---------- DATASET CONTENT ----------
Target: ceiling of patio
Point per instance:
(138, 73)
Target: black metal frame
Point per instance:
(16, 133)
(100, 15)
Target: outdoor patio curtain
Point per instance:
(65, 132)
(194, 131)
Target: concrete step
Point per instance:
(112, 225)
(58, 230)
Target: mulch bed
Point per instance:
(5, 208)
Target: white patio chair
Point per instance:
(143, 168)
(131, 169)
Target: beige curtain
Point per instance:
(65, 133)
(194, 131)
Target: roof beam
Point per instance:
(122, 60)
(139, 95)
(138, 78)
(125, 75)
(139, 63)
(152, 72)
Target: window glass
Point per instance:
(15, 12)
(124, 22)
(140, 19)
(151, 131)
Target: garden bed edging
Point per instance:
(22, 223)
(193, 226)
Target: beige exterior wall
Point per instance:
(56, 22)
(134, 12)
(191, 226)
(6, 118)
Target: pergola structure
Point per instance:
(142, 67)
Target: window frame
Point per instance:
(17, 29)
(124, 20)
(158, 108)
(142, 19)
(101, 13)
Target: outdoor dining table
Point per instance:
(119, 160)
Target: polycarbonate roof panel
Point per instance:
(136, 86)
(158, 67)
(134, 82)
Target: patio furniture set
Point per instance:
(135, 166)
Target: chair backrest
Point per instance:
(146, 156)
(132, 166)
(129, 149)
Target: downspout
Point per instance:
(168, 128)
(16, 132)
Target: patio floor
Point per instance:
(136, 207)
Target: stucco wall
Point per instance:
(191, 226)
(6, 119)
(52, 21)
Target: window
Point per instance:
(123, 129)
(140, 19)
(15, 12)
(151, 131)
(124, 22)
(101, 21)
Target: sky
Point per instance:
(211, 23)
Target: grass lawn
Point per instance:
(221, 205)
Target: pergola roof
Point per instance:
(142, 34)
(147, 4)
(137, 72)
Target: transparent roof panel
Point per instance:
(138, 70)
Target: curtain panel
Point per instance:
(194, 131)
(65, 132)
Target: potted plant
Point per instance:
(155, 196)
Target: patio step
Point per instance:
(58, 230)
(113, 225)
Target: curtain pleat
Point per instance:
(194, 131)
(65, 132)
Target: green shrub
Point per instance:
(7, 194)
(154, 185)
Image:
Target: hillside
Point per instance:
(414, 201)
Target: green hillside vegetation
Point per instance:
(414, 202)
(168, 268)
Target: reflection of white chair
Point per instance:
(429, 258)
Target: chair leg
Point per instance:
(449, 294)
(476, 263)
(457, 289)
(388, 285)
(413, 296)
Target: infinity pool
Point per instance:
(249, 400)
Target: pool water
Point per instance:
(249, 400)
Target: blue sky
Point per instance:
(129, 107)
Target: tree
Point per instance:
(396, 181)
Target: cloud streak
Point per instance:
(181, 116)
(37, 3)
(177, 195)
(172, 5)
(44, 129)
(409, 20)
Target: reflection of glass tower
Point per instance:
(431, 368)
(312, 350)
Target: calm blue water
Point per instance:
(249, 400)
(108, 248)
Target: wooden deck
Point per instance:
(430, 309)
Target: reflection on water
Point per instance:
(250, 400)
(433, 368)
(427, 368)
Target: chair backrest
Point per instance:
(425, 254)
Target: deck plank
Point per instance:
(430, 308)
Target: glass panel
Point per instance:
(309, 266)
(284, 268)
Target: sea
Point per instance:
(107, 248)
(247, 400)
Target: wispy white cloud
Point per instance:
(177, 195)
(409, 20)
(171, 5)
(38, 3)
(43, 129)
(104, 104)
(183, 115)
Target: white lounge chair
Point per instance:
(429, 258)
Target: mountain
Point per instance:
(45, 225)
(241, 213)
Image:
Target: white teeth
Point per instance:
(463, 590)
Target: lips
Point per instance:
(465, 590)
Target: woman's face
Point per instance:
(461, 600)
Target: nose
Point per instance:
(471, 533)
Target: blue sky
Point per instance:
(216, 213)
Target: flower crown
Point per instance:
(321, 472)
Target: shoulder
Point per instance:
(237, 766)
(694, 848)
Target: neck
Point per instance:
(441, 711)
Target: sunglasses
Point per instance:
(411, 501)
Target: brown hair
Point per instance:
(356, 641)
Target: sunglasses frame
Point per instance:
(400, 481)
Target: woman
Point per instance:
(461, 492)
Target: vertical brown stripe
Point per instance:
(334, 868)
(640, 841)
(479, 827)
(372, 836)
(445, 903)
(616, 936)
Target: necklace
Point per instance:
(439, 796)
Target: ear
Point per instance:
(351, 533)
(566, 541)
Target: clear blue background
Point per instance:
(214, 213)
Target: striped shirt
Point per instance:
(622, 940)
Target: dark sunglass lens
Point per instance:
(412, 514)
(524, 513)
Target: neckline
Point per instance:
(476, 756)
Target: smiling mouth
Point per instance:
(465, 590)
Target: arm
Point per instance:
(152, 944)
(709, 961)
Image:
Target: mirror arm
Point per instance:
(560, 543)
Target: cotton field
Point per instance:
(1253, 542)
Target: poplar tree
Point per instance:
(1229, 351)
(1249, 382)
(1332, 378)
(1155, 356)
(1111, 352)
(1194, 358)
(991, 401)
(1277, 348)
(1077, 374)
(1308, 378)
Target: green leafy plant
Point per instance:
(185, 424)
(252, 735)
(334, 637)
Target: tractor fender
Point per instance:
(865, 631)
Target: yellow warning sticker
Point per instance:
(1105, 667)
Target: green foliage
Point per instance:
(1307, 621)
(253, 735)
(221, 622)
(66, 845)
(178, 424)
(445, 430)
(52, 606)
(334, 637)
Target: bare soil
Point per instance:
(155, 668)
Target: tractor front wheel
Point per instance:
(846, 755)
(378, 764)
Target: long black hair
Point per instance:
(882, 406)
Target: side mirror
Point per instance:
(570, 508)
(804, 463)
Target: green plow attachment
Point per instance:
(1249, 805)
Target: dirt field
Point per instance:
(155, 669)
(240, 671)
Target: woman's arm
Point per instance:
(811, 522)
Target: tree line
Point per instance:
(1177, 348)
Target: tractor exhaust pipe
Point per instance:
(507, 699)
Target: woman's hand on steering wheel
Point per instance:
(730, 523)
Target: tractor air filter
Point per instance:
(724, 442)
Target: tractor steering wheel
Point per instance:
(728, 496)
----------
EXERCISE OBJECTIVE
From the listing above, copy out each line where the word "patio" appears.

RESPONSE
Target: ceiling of patio
Target: outdoor patio curtain
Target: white patio chair
Target: patio furniture set
Target: patio floor
Target: patio step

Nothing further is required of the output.